» **SELECTED EXCERPT**
__________________________________________________

More specifically, the multilayer ceramic capacitor is manufactured by a method comprising a step of preparing the above-described dielectric ceramic composition raw material; a step of alternately stacking green sheets for forming the dielectric layers and paste layers for forming the internal electrode layers to form a laminate, the green sheets being formed using a paste for the dielectric layers containing the dielectric ceramic composition raw material, and the base layers being formed using a paste for the internal electrodes; and a step of firing the laminate to form a ceramic chip in which the green sheets become the dielectric layers and the base layers become the internal electrode layers; and a step of reoxidizing the dielectric layers in the ceramic chip. The manufacturing method will be described in detail below.
The paste for the dielectric layers comprises a coating material produced by kneading the dielectric ceramic composition raw material and an organic vehicle, and the coating material may be either an organic or aqueous coating material.

__________________________________________________

» **TASKS TO CARRY OUT**
1. Answer these questions using the passage on making multilayer ceramic capacitors:
(a) Which step comes after firing the laminate to form a ceramic chip?
(b) What is kneaded with the dielectric ceramic composition raw material to produce the coating material?
(c) What two kinds of coating material may be used?
2. Carry on the passage on making multilayer ceramic capacitors, starting after its last sentence.

» **Saved entries**
__________________________________________________

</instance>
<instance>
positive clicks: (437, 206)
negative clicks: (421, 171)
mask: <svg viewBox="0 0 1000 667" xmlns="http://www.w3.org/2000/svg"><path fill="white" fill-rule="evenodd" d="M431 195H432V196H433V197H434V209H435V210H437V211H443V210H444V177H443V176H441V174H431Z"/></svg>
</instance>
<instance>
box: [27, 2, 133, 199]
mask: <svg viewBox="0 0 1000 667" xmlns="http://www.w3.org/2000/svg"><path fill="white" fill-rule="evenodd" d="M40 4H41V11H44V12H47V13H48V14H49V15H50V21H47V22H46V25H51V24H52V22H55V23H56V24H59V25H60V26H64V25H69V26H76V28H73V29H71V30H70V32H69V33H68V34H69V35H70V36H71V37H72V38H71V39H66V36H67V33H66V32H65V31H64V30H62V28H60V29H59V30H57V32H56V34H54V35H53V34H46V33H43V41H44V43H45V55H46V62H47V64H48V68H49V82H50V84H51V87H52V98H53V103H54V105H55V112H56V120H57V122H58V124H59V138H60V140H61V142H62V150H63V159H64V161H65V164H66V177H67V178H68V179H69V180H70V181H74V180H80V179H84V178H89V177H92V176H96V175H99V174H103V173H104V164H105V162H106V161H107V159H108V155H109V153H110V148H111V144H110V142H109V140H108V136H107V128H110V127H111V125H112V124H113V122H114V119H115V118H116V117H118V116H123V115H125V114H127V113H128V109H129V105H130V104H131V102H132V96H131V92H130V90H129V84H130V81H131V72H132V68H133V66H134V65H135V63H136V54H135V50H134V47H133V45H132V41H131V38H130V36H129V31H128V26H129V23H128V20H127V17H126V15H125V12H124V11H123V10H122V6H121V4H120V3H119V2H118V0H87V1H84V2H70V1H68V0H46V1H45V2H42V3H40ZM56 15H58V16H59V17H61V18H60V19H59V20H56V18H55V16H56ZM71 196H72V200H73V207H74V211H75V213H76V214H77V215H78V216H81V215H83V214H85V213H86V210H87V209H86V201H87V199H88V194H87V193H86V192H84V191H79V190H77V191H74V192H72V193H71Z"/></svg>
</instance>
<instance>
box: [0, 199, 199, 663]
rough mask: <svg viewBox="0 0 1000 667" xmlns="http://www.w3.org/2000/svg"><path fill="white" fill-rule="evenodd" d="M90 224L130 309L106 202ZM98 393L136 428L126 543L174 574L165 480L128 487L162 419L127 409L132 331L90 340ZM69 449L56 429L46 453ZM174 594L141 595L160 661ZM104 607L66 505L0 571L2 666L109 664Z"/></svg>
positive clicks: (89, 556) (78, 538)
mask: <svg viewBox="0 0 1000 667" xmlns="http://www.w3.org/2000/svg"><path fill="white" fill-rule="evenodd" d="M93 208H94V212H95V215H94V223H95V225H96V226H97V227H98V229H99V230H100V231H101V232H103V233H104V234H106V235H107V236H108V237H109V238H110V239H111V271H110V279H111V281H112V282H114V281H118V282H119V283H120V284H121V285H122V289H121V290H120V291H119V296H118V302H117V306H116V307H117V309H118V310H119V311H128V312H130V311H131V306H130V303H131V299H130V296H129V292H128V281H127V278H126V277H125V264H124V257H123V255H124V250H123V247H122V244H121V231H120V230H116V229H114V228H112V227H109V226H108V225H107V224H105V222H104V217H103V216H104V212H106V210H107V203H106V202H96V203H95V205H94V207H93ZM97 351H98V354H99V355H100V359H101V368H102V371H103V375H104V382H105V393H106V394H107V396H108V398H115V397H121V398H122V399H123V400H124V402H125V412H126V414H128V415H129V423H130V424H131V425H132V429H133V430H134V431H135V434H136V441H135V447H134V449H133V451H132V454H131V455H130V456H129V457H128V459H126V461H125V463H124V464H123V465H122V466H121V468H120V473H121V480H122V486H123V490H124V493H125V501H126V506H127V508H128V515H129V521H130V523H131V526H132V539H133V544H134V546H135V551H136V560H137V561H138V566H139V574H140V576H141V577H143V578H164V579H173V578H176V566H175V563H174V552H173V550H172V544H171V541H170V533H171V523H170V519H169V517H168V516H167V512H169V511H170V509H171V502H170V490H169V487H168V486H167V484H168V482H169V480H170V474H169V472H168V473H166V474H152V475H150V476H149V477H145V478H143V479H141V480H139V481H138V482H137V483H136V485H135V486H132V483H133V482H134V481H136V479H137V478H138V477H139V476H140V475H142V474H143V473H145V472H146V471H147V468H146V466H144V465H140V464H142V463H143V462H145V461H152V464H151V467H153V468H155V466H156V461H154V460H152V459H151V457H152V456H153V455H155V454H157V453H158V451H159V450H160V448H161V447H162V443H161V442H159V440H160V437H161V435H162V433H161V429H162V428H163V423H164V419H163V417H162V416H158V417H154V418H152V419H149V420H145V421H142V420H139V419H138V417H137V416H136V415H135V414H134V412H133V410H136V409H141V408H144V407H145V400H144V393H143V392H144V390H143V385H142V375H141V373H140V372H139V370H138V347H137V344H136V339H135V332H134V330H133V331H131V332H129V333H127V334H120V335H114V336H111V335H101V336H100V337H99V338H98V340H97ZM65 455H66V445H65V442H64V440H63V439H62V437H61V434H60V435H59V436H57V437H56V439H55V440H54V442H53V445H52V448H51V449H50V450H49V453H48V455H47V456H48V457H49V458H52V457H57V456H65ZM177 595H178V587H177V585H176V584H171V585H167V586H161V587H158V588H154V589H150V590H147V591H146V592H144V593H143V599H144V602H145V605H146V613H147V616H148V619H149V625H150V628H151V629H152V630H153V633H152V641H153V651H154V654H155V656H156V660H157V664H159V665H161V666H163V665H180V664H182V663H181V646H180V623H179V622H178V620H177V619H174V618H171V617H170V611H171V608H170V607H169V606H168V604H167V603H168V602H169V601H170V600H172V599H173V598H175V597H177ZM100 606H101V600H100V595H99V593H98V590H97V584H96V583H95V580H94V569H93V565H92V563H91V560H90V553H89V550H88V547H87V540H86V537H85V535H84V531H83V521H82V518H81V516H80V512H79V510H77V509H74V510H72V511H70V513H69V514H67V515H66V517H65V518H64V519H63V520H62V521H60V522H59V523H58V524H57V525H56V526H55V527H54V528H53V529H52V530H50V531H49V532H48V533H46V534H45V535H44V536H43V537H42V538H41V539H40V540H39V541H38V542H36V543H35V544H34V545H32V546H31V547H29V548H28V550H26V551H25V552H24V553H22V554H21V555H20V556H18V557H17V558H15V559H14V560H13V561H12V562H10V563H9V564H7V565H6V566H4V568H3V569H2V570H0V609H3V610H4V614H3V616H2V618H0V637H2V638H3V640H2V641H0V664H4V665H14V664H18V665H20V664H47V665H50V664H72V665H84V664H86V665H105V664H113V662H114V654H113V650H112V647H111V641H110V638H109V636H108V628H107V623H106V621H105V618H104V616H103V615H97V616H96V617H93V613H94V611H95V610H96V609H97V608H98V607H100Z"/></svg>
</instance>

__________________________________________________

» **SOLVED PROBLEMS**
1.
(a) Reoxidizing the dielectric layers in the ceramic chip.
(b) An organic vehicle.
(c) Organic or aqueous.

2.
As the dielectric ceramic composition raw material, the above oxides, a mixture thereof, or a compound oxide can be used. However, compounds can be appropriately selected from various compounds which converted to the oxides or the compound oxide by firing, for example, carbonates, oxalates, nitrates, hydroxides, and organic metal compounds, and mixed. In the dielectric ceramic composition raw material, the content of each of the oxides and/or a compound converted to each oxide by firing may be determined so that the above-described dielectric ceramic composition can be obtained after firing. The dielectric ceramic composition raw material generally comprises a powder having an average particle diameter of about 0.1 μm to 3 μm.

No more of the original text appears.